WHAT YOU HAVE TO DO:
Output the part of the commentary on the manufacturing plan starting at "While today we" and ending at "sectors to perform.", copied word for word.

Analysis and Commentary


@AuManufacturing’s new deal plan for manufacturing – summary and recommendations

Analysis and Commentary




The @AuManufacturing new deal plan for manufacturing was crowd sourced from more than 60 substantial submissions from readers and members of the Australian Manufacturing Forum Linkedin group in 2020. With an election in the air and industry policy again in the news this week, we present again the plan’s executive summary and core recommendations as it is all still relevant. The full plan may be downloaded here.

After close to three decades of economic growth Australia’s luck has run out.

While today we are a wealthy nation – Australia enjoys one of the highest GDP’s per capita of any nation – the economic model we have been following failed at the first serious challenge.

Our export income has held up during the Covid-19 pandemic, but our economy is revealed as fragile to external shock, narrowly based, and crucially, lacking in the deep manufacturing capabilities and capacity enjoyed by other advanced nations be they Germany, Israel, Singapore or Taiwan.

Australia’s manufacturing capacity has been left to atrophy for too long, leaving Australia with the export profile of a third world nation, an industrial complexity similar to Senegal and Uganda, and a balance of trade deficit in elaborately transformed manufactures of $188 billion. Our appetite for imported cars and iPhones has to be paid for somehow, putting intolerable strain on other sectors to perform.

At the same time, our economy is becoming less innovative, with the R&D intensity of the economy falling from above two per cent of GDP only eight years ago, to 1.79 per cent today. Most worryingly business expenditure on R&D (BERD) which creates future wealth is also falling, down a massive 10 per cent in the latest year alone from 1.0 per cent of GDP to 0.9 per cent.

The good news is we start our recovery from a good place. While Australia’s manufacturing depth has been shown to be thin, where it exists it is excellent, dynamic and globally competitive.

Our largest manufacturer, CSL, is the world’s number two biotechnology company, Austal is the world’s number one in aluminium hulled ships, while our steelmaker BlueScope Steel is a global leader in steel coating and painting technology.

INFORMATION:
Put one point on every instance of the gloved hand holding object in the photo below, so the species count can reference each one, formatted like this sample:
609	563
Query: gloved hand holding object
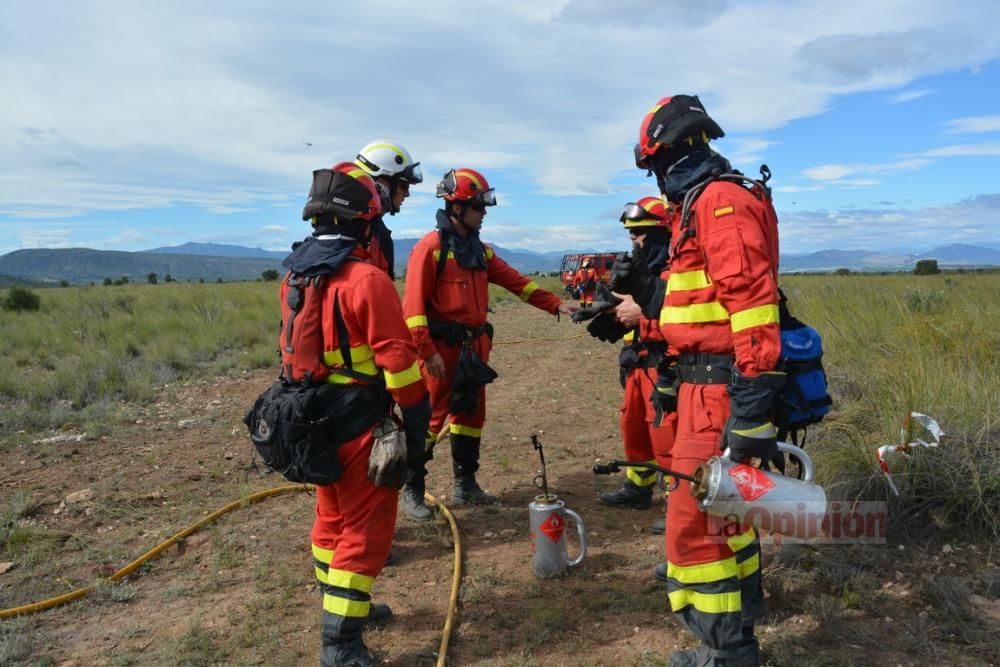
630	275
604	301
606	327
387	461
749	432
416	421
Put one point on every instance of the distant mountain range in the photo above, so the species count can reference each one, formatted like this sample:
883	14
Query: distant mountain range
212	261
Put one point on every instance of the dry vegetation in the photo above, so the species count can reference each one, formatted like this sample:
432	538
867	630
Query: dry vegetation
146	385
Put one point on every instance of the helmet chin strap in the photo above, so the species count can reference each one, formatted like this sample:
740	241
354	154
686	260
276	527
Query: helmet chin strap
385	193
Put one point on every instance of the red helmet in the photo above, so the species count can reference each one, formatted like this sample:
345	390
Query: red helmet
466	185
680	118
344	190
647	212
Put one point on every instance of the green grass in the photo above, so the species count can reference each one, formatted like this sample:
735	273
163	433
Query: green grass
895	344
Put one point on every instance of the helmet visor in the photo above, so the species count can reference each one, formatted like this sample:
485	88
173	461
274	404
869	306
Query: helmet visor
633	213
412	174
487	197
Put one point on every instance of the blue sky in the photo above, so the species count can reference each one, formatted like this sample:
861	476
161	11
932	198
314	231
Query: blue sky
131	126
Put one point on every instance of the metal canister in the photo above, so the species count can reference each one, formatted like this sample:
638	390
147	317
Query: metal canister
548	540
740	493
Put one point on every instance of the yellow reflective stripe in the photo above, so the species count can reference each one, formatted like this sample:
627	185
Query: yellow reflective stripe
458	429
707	603
322	555
693	313
765	430
352	580
403	378
641	476
705	573
749	566
359	353
344	607
742	541
755	317
688	280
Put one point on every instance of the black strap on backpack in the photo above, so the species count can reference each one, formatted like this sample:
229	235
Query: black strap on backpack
759	188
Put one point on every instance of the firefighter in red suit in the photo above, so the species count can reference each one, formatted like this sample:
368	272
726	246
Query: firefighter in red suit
719	309
394	172
585	281
648	417
445	302
362	321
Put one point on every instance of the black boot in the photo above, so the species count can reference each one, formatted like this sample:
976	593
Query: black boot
465	463
378	615
413	497
349	654
747	655
630	495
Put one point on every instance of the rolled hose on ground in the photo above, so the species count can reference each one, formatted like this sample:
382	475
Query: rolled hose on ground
42	605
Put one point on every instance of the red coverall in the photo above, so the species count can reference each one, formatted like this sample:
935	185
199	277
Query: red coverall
722	299
458	295
355	519
582	277
642	441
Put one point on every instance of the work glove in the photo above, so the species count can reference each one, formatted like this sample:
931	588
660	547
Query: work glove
604	301
387	461
749	432
630	275
665	393
416	422
606	327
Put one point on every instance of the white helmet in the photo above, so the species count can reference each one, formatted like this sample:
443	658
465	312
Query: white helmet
385	158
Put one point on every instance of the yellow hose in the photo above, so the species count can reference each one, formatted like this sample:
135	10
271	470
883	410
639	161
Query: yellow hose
456	581
243	502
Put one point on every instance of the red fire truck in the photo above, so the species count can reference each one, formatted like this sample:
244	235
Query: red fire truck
601	261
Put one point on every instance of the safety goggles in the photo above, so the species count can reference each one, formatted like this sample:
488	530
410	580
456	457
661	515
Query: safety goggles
412	174
635	215
449	185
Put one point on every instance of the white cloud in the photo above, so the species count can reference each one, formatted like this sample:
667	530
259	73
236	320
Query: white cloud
973	124
910	95
153	105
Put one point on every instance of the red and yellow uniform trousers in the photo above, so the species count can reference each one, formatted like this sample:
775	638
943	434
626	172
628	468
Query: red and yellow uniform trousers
583	278
720	312
354	521
642	440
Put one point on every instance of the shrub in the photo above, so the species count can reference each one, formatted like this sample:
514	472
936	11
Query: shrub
20	299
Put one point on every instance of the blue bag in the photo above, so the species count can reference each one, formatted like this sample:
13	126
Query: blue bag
804	399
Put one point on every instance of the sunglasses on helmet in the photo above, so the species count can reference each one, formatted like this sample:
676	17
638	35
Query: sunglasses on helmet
635	213
449	185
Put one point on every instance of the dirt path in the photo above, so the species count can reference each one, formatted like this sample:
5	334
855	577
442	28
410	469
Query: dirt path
242	592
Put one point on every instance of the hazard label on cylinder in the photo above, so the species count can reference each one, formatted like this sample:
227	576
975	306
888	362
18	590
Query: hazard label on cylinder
553	526
751	482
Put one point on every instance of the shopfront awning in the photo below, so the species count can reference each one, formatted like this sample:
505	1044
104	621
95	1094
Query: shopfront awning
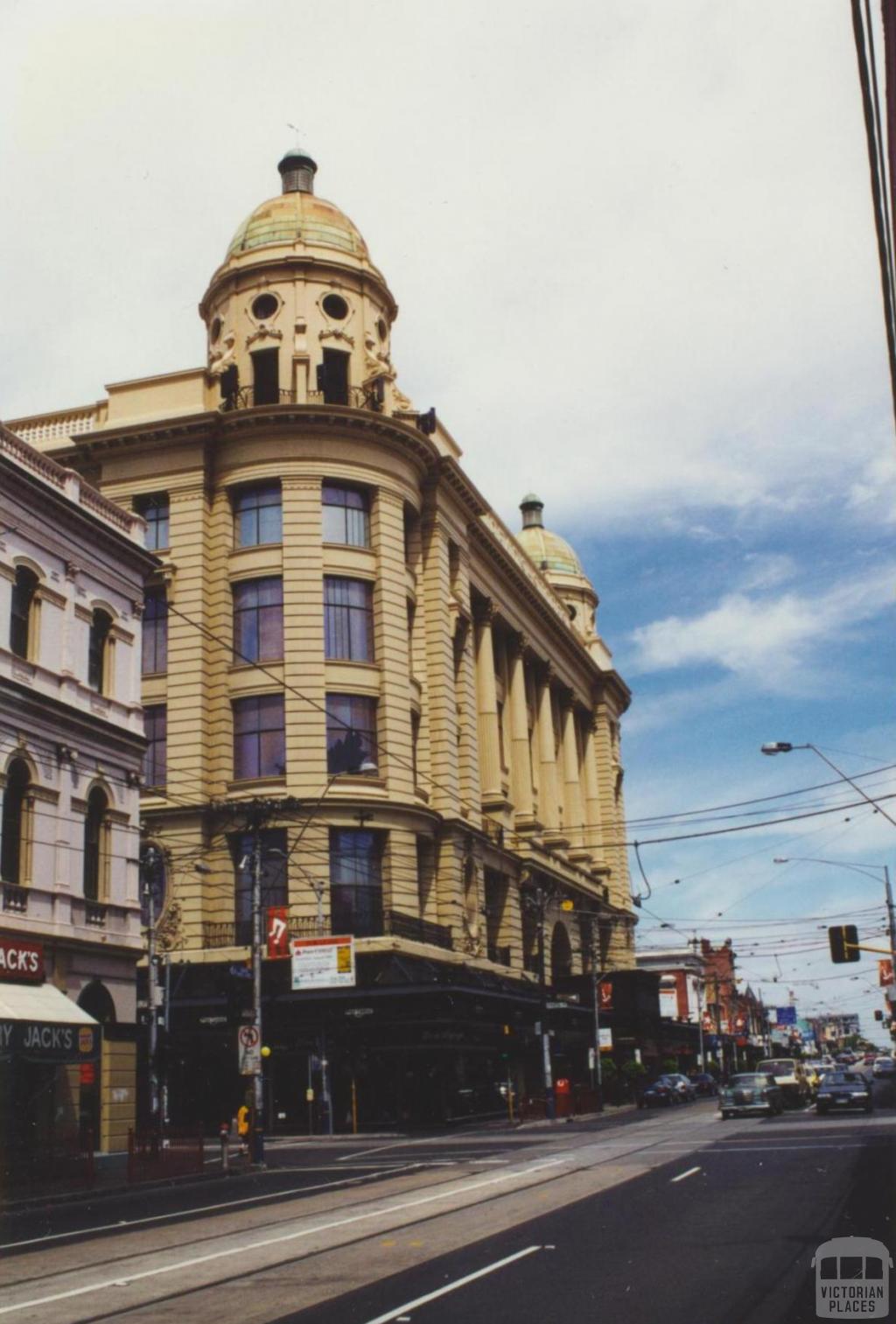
44	1025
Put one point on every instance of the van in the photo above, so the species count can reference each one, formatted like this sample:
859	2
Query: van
792	1076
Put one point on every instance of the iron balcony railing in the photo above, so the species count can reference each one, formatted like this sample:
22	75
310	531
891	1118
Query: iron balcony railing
252	397
239	934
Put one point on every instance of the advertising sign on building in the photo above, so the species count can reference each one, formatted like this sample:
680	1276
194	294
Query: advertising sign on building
278	931
323	963
21	960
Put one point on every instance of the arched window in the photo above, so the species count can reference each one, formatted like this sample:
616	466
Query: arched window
98	665
95	854
562	952
97	1001
13	841
21	614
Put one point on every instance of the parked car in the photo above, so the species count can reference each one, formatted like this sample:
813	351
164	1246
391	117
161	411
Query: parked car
790	1075
841	1089
752	1091
662	1094
684	1087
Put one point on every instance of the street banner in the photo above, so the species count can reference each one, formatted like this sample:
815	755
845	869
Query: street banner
249	1050
323	963
278	931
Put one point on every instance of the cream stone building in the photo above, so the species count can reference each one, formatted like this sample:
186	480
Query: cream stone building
345	630
72	573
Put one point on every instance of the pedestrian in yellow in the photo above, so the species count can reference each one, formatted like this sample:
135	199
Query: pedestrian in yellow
244	1125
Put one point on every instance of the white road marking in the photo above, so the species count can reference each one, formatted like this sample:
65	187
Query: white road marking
279	1239
683	1174
453	1287
200	1209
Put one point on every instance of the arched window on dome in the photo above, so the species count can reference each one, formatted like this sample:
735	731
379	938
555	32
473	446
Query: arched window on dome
97	831
23	614
100	652
15	828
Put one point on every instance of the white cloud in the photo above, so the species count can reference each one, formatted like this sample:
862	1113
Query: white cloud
766	639
604	225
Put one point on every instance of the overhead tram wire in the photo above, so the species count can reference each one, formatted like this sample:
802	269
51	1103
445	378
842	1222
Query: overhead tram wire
875	163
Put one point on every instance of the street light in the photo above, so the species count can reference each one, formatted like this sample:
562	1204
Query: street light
855	869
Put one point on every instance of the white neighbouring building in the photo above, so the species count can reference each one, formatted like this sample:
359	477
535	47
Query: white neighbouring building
72	751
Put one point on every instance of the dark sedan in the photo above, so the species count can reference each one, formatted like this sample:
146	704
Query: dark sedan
662	1094
841	1089
753	1091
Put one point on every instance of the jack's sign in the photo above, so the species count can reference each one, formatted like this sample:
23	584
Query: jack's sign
21	960
41	1040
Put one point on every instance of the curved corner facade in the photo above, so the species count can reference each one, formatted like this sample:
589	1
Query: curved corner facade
347	653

COMPLETED EXERCISE:
While today we are a wealthy nation – Australia enjoys one of the highest GDP’s per capita of any nation – the economic model we have been following failed at the first serious challenge.

Our export income has held up during the Covid-19 pandemic, but our economy is revealed as fragile to external shock, narrowly based, and crucially, lacking in the deep manufacturing capabilities and capacity enjoyed by other advanced nations be they Germany, Israel, Singapore or Taiwan.

Australia’s manufacturing capacity has been left to atrophy for too long, leaving Australia with the export profile of a third world nation, an industrial complexity similar to Senegal and Uganda, and a balance of trade deficit in elaborately transformed manufactures of $188 billion. Our appetite for imported cars and iPhones has to be paid for somehow, putting intolerable strain on other sectors to perform.